United States Bankruptcy Court, Southern District of New York
Jul 3, 2024
No. 23-11740-MEW (Bankr. S.D.N.Y. Jul. 3, 2024)

Opinion

23-11740-MEW AP 24-01346-MEW

07-03-2024

In re SUSAN H. ARENSBERG, Debtor. v. HSBC BANK USA, National Association, as Trustee for Deutsche Mortgage Securities, Inc Mortgage Loan Trust Series 2004-4 Mortgage Pass-Through Certificates Series 2004-4, NATIONSTAR MORTGAGE, LLC, HSBC BANK USA, National Association, as Trustee for Deutsche Mortgage Securmortgage Loan Trust, Mortgage Pass-Through Certificates Series 2004-4, and MORTGAGE ELECTRONIC REGISTRATION SYSTEMS, Inc., Defendants. SUSAN H. ARENSBERG, Plaintiff,

Albert Barkey, Esq. New York, NY Attorney for Debtor/Plaintiff Susan H. Arensberg. FRENKEL, LAMBERT, WEISS, WEISMAN & GORDON LLP Bay Shore, NY 11706 Attorneys for Defendants By: Alex Zamenhof, Esq.


Chapter 11

Albert Barkey, Esq. New York, NY Attorney for Debtor/Plaintiff Susan H. Arensberg.

FRENKEL, LAMBERT, WEISS, WEISMAN & GORDON LLP Bay Shore, NY 11706 Attorneys for Defendants By: Alex Zamenhof, Esq.

**STATED GOAL 1:**
In the court opinion, rewrite the first paragraph beginning "Albert Barkey, Esq." as a short list of counsel, keeping each name, location, and side represented.
**STATED GOAL 2:**
Which court issued the court opinion?
**STATED GOAL 3:**
Write what comes next in the court opinion, picking up after its last line.

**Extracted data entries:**
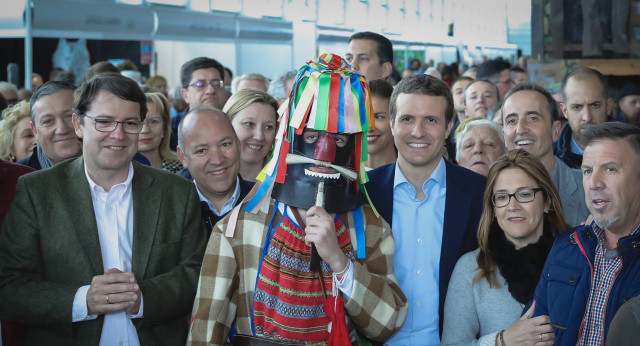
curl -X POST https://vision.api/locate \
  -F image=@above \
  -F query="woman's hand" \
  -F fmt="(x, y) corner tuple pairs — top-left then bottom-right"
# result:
(502, 301), (556, 346)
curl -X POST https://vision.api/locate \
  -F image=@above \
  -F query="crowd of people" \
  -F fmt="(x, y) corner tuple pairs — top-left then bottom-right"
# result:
(0, 32), (640, 346)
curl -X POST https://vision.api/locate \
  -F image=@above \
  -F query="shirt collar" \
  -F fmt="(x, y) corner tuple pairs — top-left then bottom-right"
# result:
(393, 157), (447, 191)
(571, 136), (584, 155)
(84, 162), (133, 194)
(591, 221), (640, 244)
(193, 177), (240, 214)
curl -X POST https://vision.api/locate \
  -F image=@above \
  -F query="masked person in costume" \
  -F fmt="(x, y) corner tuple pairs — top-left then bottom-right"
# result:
(187, 54), (407, 345)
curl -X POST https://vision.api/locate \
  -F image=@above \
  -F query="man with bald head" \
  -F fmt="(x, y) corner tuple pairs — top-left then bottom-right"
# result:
(555, 67), (613, 168)
(169, 57), (228, 150)
(178, 106), (253, 232)
(502, 83), (589, 227)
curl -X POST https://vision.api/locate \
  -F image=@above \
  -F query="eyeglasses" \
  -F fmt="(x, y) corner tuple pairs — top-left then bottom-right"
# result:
(189, 79), (224, 89)
(142, 118), (162, 128)
(491, 187), (542, 208)
(83, 114), (142, 135)
(494, 79), (516, 85)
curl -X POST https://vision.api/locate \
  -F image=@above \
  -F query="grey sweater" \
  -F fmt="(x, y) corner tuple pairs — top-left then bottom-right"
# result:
(442, 249), (522, 346)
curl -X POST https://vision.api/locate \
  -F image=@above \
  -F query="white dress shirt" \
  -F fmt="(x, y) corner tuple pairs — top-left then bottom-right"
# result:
(193, 177), (240, 216)
(72, 164), (143, 346)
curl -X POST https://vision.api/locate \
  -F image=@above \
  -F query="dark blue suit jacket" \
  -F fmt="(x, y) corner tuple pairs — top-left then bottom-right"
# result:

**REPLY 1:**
- Albert Barkey, Esq., New York, NY: attorney for Debtor/Plaintiff Susan H. Arensberg
- Frenkel, Lambert, Weiss, Weisman & Gordon LLP, Bay Shore, NY 11706, by Alex Zamenhof, Esq.: attorneys for Defendants

**REPLY 2:**
The United States Bankruptcy Court, Southern District of New York.

**REPLY 3:**
DECISION GRANTING DEFENDANTS' MOTION TO DISMISS

HONORABLE MICHAEL E. WILES, UNITED STATES BANKRUPTCY JUDGE

Debtor/Plaintiff Susan H. Arensberg is one of two joint owners of real property located at 4530 Delafield Avenue, Bronx, NY 10471-3905 (the "Property"). The other joint owner is her husband. The Property was the subject of a foreclosure action in the Bronx Supreme Court that preceded this bankruptcy case. See Index No. 35354/2014E. A judgment of foreclosure and sale was entered on December 10, 2018 in favor of "HSBC Bank USA, National Association, as Trustee for Deutsche Mortgage Securities, Inc. Mortgage Loan Trust Series 2004-4 Mortgage Pass-Through Certificates Series 2004-4." Id., Docket No. 172. That HSBC entity has filed a proof of claim in the amount of $2,673,591.48. See Claim No. 4-1.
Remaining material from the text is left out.